◆ **Stated problem a**:
Copy the data records below word for word, starting at the line that contains "of the dark" and continuing through the end of the records, with both ends included.

◆ **Passage shown**:
Intel® Fortran Compiler
Build applications that can scale for the future with optimized code designed for Intel® Xeon® and compatible processors.
Announcements
FPGA community forums and blogs on community.intel.com are migrating to the new Altera Community and are read-only. For urgent support needs during this transition, please visit the FPGA Design Resources page or contact an Altera Authorized Distributor.
29285 Discussions

more efficiente: passing vars to subroutine or having them in modules

rreis
New Contributor I
958 Views

well, thats it, whats more efficient?
0 Kudos
10 Replies
TimP
Honored Contributor III
958 Views
I guess you're expecting us to infer a question from your title.
I will suppose that you may wish to compare assumed size arrays and module arrays.
For vectorizable code, the assumed size arrays require the compiler to allow for all combinations of alignments. When vectorizing a loop with up to 3 assumed size arrays, Intel compiler will make multiple code versions so as to use more aligned operations in the case where that is possible, producing extreme code bloat. If there is a larger number of assumed size arrays, the compiler won't attempt to align more than one of them. Run time could then be up to double the optimum, on a Core 2 processor, or, possibly, on the future AVX. On the current Core i7, this penalty normally is small. On any CPU, the overhead for adjustments may destroy the advantage of vectorization on short loops, less than length 16 or so.
If the arrays are correctly aligned so that no alignment adjustment is needed, you would require the VECTOR ALIGNED directive to take advantage of it for assumed size arrays.
The compiler should attempt to align module arrays, so that it could take advantage of alignments automatically.

On the NetBurst CPUs, with their high sensitivity to write combine buffering, pushing more than 7 arguments on the stack for a subroutine call could incur a significant additional penalty for partial buffer flushes, much more than the time it would take to push arguments when no stalls occur.
These possible performance problems with dummy arguments in subroutine calls are one of the major reasons for compilers to offer interprocedural optimization. When that is succesful, it could eliminate these performance differences.

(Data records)

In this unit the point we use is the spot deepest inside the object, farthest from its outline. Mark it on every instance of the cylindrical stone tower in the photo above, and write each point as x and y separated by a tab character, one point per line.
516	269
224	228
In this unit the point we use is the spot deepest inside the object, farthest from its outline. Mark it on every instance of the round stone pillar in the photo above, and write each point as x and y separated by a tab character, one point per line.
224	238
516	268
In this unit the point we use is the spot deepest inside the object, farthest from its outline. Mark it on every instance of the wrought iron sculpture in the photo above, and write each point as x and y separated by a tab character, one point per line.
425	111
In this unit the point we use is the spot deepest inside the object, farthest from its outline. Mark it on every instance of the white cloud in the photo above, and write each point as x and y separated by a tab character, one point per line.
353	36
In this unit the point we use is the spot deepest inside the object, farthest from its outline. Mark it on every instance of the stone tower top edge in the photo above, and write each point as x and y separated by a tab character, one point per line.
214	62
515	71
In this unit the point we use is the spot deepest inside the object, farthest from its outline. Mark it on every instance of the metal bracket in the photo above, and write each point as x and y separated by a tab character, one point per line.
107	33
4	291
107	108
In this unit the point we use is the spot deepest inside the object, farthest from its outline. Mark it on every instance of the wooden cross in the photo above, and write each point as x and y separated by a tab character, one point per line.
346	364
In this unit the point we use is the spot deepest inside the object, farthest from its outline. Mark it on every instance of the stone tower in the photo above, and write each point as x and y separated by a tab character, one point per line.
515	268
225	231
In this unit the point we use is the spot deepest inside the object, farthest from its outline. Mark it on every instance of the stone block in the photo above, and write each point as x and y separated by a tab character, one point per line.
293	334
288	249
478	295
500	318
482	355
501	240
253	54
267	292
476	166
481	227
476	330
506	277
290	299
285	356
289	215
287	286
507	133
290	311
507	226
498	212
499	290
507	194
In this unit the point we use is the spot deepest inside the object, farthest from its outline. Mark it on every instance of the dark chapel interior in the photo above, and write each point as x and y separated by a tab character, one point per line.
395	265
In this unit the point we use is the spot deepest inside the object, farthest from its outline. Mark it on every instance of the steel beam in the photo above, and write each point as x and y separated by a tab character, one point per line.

◆ **Stated problem b**:
According to the forum thread, how many arguments pushed on the stack for a subroutine call could incur a significant penalty on NetBurst CPUs?

◆ **Task solution a**:
In this unit the point we use is the spot deepest inside the object, farthest from its outline. Mark it on every instance of the dark chapel interior in the photo above, and write each point as x and y separated by a tab character, one point per line.
395	265
In this unit the point we use is the spot deepest inside the object, farthest from its outline. Mark it on every instance of the steel beam in the photo above, and write each point as x and y separated by a tab character, one point per line.

◆ **Task solution b**:
More than 7 arguments.